====== RAW RECORDS
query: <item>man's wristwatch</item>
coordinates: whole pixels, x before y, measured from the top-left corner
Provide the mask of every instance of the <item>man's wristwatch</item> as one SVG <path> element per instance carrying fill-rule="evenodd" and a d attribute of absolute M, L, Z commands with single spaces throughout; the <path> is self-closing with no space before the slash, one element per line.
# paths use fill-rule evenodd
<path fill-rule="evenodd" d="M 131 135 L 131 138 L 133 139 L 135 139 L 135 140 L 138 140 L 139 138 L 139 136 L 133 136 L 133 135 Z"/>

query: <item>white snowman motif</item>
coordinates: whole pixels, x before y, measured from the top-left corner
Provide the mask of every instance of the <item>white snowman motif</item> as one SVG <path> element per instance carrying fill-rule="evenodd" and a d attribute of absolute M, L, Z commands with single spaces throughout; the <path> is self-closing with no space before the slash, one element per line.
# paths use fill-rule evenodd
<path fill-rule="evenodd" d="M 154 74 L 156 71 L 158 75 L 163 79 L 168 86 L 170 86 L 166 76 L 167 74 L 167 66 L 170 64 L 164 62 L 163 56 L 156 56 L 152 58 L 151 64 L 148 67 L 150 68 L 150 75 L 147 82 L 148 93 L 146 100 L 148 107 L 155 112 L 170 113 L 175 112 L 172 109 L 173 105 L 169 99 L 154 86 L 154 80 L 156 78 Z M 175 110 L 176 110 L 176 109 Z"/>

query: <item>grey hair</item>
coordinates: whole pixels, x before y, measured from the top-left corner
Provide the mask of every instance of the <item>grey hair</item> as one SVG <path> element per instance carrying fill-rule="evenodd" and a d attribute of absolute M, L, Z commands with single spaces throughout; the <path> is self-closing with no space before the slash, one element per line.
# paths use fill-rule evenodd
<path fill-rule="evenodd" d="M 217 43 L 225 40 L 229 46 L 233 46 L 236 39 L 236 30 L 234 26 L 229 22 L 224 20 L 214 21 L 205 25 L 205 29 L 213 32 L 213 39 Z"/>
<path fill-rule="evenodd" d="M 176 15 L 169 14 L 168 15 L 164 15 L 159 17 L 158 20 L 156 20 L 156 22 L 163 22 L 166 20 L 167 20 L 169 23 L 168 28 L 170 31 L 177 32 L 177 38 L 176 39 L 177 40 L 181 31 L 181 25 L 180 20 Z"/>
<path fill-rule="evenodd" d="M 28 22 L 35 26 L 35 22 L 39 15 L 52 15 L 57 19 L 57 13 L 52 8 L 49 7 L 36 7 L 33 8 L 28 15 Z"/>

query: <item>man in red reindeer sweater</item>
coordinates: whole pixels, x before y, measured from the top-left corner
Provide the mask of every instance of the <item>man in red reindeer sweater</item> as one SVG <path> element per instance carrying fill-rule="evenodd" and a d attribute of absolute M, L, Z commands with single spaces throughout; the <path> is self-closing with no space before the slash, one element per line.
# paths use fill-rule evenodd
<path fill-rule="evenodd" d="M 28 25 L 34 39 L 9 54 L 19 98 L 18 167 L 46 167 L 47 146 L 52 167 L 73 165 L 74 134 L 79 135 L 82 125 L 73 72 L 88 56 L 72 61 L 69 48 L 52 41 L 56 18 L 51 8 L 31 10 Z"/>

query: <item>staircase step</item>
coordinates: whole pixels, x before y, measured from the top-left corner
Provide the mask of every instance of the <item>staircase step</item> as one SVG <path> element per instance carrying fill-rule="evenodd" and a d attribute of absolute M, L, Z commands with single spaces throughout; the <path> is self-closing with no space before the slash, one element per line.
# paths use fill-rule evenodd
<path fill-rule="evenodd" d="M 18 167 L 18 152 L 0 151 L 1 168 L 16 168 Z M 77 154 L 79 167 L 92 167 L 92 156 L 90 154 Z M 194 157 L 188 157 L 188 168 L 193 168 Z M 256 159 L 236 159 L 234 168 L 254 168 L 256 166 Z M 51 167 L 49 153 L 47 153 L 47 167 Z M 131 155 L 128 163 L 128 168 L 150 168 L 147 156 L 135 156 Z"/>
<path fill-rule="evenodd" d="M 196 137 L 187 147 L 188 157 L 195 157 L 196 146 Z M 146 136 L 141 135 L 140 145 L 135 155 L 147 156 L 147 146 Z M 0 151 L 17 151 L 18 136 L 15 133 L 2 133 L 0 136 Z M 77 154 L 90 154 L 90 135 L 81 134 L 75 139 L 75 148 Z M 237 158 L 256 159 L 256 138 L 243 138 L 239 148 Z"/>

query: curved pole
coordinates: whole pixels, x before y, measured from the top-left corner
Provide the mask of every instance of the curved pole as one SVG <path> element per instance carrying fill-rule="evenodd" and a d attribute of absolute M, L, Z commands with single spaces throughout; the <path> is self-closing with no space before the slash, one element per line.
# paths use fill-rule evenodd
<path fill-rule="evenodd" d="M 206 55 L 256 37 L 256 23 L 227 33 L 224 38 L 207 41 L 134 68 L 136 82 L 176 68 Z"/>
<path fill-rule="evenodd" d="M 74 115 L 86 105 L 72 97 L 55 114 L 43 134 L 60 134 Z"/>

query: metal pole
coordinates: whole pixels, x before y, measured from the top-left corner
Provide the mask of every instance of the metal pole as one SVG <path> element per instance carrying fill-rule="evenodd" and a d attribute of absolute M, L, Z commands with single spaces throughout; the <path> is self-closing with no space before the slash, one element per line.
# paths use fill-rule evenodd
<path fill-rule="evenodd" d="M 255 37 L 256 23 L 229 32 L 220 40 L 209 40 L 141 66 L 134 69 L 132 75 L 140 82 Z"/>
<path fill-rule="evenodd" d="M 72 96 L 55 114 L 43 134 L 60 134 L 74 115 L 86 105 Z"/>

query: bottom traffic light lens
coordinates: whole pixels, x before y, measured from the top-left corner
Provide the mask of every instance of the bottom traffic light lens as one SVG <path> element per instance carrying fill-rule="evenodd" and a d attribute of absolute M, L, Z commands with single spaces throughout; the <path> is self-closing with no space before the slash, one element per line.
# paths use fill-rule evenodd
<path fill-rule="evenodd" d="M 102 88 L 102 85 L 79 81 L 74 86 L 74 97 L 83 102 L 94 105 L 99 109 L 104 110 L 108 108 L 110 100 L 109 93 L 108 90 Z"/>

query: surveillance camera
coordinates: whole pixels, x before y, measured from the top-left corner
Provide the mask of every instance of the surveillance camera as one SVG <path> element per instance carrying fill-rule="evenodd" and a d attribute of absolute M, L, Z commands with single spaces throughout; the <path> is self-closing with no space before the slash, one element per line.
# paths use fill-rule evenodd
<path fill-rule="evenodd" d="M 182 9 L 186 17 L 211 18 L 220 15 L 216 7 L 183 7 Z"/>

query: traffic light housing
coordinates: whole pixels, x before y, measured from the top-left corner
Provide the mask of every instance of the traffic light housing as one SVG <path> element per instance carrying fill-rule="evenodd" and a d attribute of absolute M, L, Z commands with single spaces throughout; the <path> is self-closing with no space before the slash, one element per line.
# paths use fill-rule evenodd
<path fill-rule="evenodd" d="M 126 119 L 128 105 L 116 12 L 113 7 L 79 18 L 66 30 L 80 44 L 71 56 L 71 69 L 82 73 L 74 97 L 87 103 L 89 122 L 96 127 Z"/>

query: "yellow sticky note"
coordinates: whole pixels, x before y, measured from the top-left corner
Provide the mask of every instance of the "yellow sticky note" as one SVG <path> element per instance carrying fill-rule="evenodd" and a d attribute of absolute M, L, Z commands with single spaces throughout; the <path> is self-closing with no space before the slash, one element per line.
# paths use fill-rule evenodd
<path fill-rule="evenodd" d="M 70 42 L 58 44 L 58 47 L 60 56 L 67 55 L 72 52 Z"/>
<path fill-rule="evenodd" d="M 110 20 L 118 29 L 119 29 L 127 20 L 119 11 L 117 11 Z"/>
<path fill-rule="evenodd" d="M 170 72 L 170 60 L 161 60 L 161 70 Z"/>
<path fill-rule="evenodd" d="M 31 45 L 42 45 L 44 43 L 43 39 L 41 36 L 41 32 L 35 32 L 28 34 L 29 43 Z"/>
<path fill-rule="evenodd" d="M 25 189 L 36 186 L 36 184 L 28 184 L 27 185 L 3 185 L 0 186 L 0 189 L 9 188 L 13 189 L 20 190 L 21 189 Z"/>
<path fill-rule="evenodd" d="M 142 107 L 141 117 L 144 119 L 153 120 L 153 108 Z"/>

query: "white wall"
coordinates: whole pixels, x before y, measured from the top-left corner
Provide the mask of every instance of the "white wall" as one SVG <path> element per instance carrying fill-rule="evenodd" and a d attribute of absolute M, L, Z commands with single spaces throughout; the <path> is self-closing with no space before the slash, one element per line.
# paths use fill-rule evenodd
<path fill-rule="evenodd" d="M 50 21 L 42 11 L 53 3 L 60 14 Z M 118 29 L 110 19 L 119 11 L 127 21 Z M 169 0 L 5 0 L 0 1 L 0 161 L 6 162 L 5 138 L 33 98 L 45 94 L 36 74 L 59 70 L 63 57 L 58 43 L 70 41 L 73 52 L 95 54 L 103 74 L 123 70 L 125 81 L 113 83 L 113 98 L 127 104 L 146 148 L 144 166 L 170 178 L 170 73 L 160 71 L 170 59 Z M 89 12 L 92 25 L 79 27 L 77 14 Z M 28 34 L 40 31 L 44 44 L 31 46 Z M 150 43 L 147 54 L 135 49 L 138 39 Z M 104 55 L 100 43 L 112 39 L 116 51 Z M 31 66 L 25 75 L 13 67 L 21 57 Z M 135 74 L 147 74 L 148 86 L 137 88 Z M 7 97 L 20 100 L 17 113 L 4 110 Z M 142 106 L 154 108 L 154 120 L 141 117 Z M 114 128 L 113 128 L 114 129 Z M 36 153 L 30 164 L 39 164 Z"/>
============
§ **TASK**:
Format the items as a JSON list of strings, one string per line with blank lines omitted, starting from the first line and going on through the line that contains "131 135 L 131".

§ **EXERCISE ANSWER**:
[
  "query: <item>man's wristwatch</item>",
  "coordinates: whole pixels, x before y, measured from the top-left corner",
  "Provide the mask of every instance of the <item>man's wristwatch</item> as one SVG <path> element per instance carrying fill-rule=\"evenodd\" and a d attribute of absolute M, L, Z commands with single spaces throughout; the <path> is self-closing with no space before the slash, one element per line.",
  "# paths use fill-rule evenodd",
  "<path fill-rule=\"evenodd\" d=\"M 131 135 L 131 138 L 133 139 L 135 139 L 135 140 L 138 140 L 139 138 L 139 136 L 133 136 L 133 135 Z\"/>"
]